*Task prompt:*
Please return every line in the listing below that contains the word "with".

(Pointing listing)
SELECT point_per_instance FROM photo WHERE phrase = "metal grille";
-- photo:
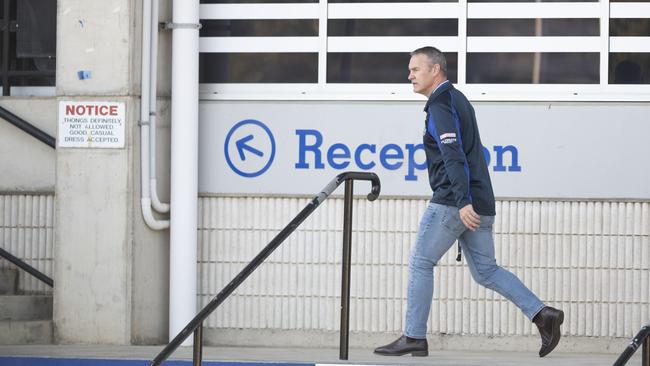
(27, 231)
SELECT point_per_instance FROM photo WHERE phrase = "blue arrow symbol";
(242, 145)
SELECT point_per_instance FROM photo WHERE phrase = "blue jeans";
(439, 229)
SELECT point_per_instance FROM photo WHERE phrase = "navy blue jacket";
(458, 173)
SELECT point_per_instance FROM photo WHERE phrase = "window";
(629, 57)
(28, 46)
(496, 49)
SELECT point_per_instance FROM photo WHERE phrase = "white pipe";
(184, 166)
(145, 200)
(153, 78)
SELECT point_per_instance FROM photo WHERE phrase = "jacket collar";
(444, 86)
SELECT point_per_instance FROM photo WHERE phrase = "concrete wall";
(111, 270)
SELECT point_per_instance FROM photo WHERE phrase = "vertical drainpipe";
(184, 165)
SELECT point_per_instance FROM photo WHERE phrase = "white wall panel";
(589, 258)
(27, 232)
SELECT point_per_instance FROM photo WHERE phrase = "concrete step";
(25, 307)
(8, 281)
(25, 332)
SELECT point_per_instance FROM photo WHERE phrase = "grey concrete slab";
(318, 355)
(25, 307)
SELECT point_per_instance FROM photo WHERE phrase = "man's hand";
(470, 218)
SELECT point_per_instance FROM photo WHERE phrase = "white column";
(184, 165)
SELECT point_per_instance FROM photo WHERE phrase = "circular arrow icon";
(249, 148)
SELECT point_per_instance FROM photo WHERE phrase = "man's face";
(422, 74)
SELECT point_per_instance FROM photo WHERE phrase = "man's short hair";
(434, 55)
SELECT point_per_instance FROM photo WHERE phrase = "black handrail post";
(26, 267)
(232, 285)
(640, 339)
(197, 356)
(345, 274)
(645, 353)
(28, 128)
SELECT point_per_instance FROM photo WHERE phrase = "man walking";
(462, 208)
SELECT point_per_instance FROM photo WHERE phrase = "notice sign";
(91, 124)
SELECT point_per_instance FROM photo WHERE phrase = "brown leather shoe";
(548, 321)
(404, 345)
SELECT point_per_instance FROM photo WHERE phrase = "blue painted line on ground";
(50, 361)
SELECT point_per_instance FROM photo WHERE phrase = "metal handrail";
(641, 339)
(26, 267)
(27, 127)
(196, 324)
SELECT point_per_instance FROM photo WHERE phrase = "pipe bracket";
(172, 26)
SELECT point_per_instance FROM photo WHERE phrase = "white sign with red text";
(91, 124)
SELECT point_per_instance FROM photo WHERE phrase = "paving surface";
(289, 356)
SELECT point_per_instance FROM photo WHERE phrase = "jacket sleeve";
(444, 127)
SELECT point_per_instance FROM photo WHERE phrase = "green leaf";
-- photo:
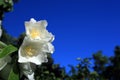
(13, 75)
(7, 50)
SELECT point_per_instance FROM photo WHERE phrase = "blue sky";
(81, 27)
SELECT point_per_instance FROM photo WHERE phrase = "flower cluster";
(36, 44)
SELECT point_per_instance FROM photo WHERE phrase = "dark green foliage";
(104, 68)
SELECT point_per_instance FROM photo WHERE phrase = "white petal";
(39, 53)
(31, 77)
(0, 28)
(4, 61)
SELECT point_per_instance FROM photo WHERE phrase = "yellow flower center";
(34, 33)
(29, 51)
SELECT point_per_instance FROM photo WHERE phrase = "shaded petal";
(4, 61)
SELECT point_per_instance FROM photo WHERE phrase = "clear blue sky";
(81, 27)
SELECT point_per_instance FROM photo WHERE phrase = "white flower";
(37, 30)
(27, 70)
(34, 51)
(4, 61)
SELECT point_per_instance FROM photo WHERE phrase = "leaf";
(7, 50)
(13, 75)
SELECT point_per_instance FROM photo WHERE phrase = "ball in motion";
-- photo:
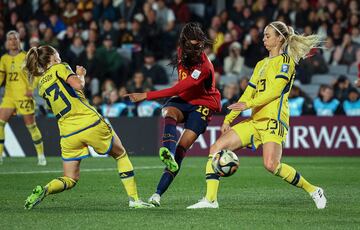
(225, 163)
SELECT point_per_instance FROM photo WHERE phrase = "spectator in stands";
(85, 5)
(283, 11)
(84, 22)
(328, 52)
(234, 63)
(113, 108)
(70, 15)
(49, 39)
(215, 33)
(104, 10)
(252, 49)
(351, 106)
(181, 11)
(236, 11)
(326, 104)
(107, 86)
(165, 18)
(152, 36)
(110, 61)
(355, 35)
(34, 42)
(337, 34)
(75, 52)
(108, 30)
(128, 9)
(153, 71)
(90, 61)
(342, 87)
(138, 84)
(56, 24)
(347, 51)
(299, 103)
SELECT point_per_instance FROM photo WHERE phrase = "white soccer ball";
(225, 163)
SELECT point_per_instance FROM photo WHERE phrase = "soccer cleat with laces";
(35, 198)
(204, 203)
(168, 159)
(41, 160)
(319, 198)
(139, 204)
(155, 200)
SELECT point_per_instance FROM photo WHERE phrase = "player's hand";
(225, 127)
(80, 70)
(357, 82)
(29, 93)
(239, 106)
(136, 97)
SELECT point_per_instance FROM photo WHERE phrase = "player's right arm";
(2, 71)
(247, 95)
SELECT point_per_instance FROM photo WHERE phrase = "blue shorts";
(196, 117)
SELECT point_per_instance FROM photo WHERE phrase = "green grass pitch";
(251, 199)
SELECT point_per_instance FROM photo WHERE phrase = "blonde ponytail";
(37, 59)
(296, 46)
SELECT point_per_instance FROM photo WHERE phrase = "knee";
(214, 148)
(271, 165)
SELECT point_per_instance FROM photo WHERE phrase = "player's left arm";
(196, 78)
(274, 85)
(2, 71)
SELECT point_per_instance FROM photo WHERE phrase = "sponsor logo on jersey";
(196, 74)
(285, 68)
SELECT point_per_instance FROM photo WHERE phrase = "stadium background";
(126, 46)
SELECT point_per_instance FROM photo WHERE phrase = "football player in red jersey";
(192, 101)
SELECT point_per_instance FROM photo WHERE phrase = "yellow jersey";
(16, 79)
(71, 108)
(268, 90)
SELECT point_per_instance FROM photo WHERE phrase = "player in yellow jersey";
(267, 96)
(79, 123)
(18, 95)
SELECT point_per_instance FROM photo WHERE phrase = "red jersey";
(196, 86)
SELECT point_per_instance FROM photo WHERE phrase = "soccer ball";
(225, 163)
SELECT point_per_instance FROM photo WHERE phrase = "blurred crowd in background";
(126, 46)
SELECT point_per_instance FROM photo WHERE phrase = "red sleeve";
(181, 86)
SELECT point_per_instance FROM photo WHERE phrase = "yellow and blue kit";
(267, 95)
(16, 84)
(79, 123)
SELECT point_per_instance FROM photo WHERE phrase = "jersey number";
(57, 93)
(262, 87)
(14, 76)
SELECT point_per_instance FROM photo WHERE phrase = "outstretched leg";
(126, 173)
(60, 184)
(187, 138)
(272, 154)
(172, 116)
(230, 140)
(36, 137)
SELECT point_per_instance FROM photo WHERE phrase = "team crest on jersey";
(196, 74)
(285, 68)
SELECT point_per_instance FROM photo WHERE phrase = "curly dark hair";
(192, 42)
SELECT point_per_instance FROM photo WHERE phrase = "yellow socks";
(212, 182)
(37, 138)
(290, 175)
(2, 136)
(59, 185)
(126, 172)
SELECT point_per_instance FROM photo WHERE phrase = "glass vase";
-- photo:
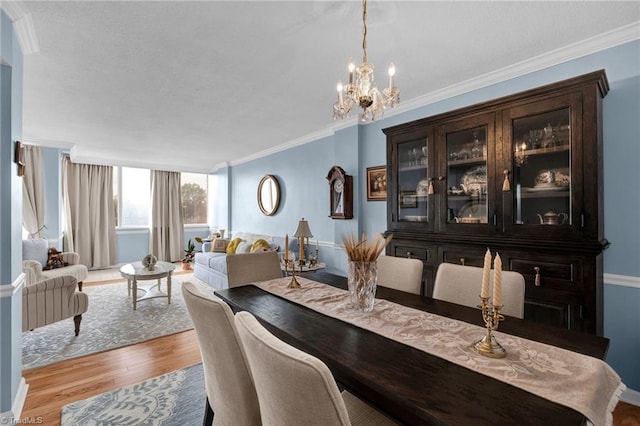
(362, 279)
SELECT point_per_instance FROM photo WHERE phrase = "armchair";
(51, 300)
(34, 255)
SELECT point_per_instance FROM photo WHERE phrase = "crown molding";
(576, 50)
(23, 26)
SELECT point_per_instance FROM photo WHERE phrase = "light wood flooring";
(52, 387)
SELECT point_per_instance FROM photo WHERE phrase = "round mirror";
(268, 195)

*Exercise solution:*
SELECT point_per_instance FROM photo WHERE phrase = "white sign with red text";
SELECT point_per_instance FROM photo WHERE phrase = "soccer cleat with laces";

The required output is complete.